Set problem = Please copy the stretch of the listing below, from the line that contains "Mark every instance of the bamboo-like" through the line that contains "pixel 63 11", exactly as each line appears.

[Records of labeled points]
◇ ◇ ◇
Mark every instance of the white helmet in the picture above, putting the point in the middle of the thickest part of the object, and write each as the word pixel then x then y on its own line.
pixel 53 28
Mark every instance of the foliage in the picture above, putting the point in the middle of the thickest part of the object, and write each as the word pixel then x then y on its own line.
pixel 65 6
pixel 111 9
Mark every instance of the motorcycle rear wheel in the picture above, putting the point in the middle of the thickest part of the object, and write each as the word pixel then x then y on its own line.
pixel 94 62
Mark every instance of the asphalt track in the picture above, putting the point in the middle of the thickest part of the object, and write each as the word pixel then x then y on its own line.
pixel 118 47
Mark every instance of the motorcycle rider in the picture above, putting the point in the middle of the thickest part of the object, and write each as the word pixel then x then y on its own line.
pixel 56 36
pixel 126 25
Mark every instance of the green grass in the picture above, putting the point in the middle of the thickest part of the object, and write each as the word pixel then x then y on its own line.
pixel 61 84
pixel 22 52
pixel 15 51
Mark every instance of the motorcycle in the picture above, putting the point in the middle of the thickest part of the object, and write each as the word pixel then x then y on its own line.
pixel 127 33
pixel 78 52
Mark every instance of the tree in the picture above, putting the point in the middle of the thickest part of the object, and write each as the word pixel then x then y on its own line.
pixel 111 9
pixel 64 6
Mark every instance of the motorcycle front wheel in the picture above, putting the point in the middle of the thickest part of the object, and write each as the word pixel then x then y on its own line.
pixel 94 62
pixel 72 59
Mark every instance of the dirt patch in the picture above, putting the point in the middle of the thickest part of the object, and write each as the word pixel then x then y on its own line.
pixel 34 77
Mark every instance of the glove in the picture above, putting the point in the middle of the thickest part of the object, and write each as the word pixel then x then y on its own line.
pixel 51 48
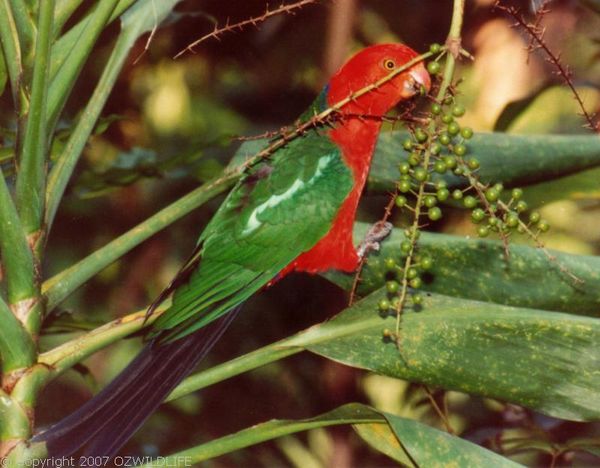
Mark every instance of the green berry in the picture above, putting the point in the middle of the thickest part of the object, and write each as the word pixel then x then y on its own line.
pixel 414 159
pixel 453 128
pixel 434 213
pixel 404 186
pixel 435 48
pixel 466 133
pixel 492 195
pixel 440 167
pixel 404 168
pixel 460 149
pixel 421 136
pixel 521 206
pixel 434 68
pixel 534 217
pixel 447 119
pixel 512 220
pixel 470 201
pixel 430 201
pixel 478 215
pixel 405 247
pixel 442 194
pixel 450 161
pixel 473 164
pixel 426 263
pixel 517 193
pixel 458 110
pixel 421 174
pixel 445 139
pixel 400 201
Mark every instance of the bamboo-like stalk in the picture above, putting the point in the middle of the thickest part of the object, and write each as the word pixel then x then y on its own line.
pixel 62 84
pixel 11 47
pixel 31 179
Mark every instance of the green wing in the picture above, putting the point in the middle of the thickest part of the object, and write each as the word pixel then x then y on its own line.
pixel 278 210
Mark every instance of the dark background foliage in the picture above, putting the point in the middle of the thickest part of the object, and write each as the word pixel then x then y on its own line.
pixel 171 124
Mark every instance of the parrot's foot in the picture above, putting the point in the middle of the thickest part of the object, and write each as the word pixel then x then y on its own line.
pixel 379 231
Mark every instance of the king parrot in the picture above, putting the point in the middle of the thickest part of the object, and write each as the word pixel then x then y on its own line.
pixel 293 211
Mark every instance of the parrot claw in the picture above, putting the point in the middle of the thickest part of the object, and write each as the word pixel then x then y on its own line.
pixel 371 243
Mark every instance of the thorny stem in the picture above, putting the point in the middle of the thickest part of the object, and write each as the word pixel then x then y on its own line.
pixel 453 42
pixel 217 32
pixel 536 35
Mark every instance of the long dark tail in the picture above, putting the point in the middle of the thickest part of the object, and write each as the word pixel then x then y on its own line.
pixel 107 421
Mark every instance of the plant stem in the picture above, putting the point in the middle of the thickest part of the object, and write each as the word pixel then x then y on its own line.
pixel 133 26
pixel 57 288
pixel 17 349
pixel 31 179
pixel 11 48
pixel 62 84
pixel 25 26
pixel 63 11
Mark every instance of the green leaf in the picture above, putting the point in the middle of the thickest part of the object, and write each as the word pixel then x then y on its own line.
pixel 545 361
pixel 512 159
pixel 477 269
pixel 424 445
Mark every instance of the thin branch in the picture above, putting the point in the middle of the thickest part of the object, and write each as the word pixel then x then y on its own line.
pixel 16 255
pixel 12 49
pixel 219 31
pixel 536 34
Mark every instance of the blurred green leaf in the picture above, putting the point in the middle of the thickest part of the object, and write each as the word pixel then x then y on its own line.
pixel 555 110
pixel 424 445
pixel 3 75
pixel 581 186
pixel 477 269
pixel 543 360
pixel 514 109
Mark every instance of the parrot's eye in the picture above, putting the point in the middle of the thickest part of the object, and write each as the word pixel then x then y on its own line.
pixel 389 64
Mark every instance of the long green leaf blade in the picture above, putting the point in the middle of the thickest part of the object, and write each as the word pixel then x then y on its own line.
pixel 546 361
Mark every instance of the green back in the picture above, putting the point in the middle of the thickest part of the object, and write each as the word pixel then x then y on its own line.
pixel 279 209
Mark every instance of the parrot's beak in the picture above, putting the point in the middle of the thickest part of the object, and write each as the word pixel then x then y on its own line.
pixel 418 82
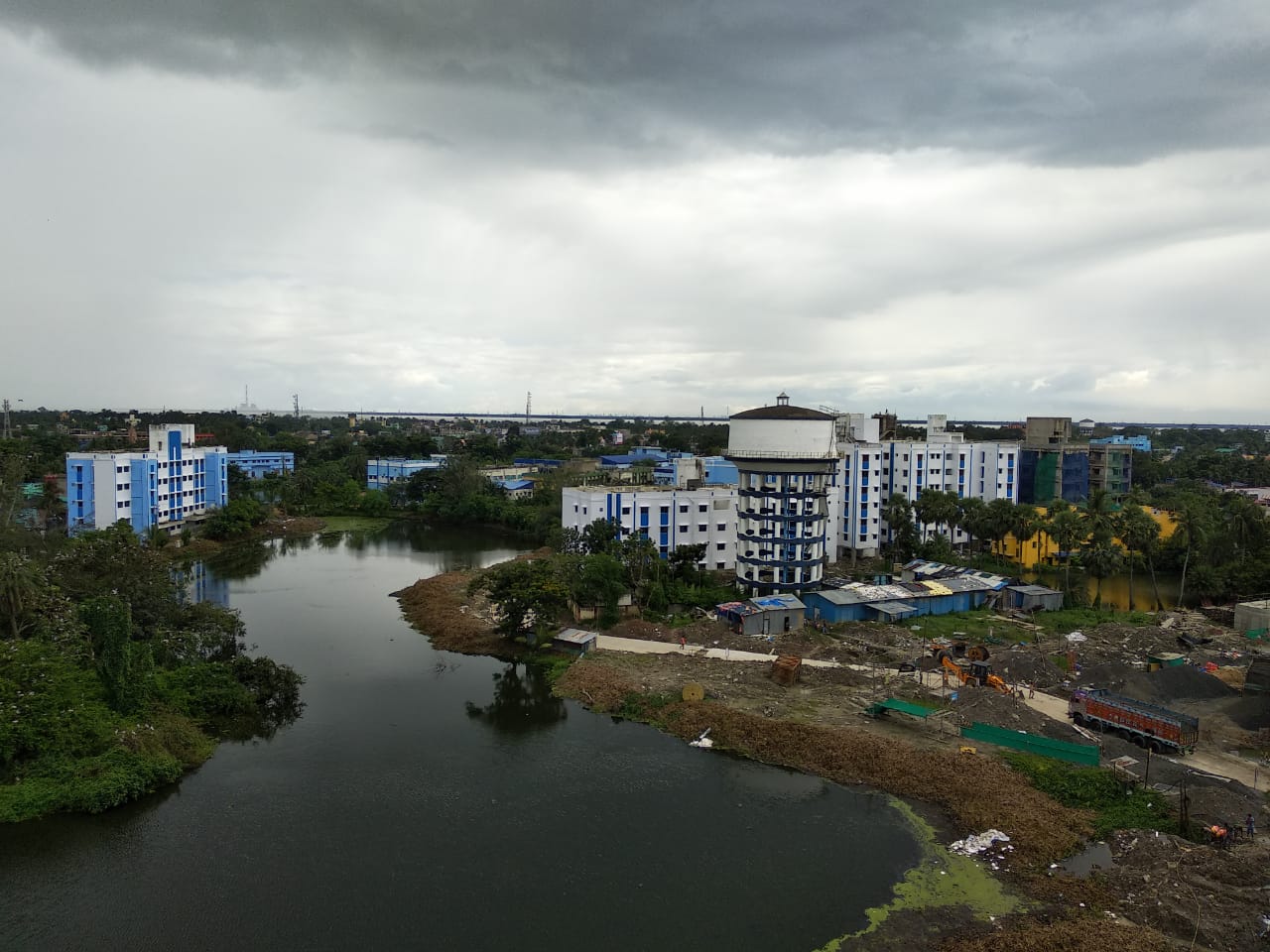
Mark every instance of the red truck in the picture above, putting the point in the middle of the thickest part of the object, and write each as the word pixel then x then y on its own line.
pixel 1144 724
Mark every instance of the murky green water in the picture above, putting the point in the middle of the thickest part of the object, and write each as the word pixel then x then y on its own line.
pixel 430 800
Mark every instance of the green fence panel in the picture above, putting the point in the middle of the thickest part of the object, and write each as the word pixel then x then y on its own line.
pixel 1033 744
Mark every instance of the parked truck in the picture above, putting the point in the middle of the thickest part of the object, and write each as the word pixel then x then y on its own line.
pixel 1144 724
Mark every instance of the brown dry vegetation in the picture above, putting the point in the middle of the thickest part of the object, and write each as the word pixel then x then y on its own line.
pixel 976 792
pixel 1078 934
pixel 1161 884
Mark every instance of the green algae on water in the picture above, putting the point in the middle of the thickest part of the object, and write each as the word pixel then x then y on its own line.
pixel 939 880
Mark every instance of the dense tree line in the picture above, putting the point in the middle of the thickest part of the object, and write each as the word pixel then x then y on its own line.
pixel 111 682
pixel 1219 548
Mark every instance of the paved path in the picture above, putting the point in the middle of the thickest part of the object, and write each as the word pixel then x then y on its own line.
pixel 1228 766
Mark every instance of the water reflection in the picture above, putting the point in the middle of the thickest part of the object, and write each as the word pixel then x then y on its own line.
pixel 240 561
pixel 522 701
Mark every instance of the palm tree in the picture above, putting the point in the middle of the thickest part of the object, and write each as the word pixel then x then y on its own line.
pixel 1069 531
pixel 1000 517
pixel 1100 558
pixel 1023 527
pixel 969 515
pixel 1138 532
pixel 1245 522
pixel 1100 516
pixel 898 515
pixel 1191 531
pixel 19 581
◇ ◇ ◇
Written solution =
Mark every instance of the bamboo-like stalk in the picture above, putting the point in the middle of the thickest part of the object, and write each as the word pixel then x then y on its own line.
pixel 62 84
pixel 11 47
pixel 31 179
Mark every instance of the green wing in the picture above, putting the point in the middle of the thickest part of the object, and write each as the word pixel then x then y on its own line.
pixel 278 210
Mark every instance of the dark background foliage in the picture above, putting the point in the middle of the thickest part of the object, and write each as the word pixel then x then y on its own line.
pixel 171 124
Mark every instance of the parrot's foot in the picture above, putting the point in the middle of the thickest part of the object, and write each as the word pixel then x then y on its own line.
pixel 379 231
Mark every instance of the king parrot in the picture above, putting the point in the middle of the thickest part of the object, and write each as the word pixel then x then y on its own line.
pixel 293 211
Mark every instance of the parrot claw in the picture above, putting the point in the middle of the thickest part of the object, and write each as the word pixel then x then y on its own line.
pixel 371 243
Mark every instance of the thorny stem in the picture above, putting the point in the middle of the thickest part of the object, and write each as the word pixel then x then y on its own line.
pixel 453 42
pixel 217 32
pixel 536 35
Mark every instance of the long dark tail in the picture above, putting the point in the middle of the thickest part of the object, and write each as the word pixel then x then y on its own line.
pixel 107 421
Mark every instance of the plant stem in the picture above, putting the point in the middle of the thickest part of the object, and write each as the word pixel then x then y on its own line.
pixel 133 26
pixel 57 288
pixel 17 349
pixel 31 179
pixel 11 48
pixel 62 84
pixel 25 26
pixel 63 11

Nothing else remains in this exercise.